— Begin Given entries —

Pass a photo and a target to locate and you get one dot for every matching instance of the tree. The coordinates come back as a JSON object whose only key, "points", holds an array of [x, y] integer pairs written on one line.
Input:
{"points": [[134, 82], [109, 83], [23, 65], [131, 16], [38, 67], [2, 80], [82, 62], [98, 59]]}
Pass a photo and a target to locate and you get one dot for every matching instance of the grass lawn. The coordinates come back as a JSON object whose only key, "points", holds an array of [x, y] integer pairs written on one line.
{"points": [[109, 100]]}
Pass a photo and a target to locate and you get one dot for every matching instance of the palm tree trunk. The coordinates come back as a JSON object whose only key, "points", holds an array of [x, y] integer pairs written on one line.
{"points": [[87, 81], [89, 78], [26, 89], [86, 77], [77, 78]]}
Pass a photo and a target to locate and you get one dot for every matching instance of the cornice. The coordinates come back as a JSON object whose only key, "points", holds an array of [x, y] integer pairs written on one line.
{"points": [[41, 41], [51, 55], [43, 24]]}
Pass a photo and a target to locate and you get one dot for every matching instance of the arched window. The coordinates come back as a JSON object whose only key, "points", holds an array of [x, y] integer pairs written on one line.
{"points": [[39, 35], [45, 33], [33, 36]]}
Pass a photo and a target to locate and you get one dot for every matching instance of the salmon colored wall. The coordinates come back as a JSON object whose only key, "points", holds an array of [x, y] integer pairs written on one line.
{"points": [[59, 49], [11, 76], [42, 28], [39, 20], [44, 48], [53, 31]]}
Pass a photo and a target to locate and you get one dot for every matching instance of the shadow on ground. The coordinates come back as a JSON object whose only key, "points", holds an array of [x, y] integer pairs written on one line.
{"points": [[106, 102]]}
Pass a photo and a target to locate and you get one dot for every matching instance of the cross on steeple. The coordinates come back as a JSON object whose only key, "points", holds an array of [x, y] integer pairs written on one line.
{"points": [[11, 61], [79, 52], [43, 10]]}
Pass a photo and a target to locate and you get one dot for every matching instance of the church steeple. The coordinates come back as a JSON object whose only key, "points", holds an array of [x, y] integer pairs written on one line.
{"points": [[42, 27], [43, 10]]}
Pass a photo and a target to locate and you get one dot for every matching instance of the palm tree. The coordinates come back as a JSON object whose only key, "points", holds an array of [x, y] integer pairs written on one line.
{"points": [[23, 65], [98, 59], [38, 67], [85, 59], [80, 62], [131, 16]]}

— End Given entries —

■ Instructions to follow: Rewrite the stretch from the line containing "the palm tree." through the end of the items, keeping every line's wording unchanged and shifting each x and y coordinate in the answer up by 150.

■ Complete answer:
Pass a photo and a target to locate and you get one dot for every matching instance of the palm tree. The coordinates come back as a JSON object whose only key, "points", holds an array of [x, y] integer pairs written on one line.
{"points": [[173, 215], [248, 209], [188, 217], [235, 209], [230, 212], [281, 166]]}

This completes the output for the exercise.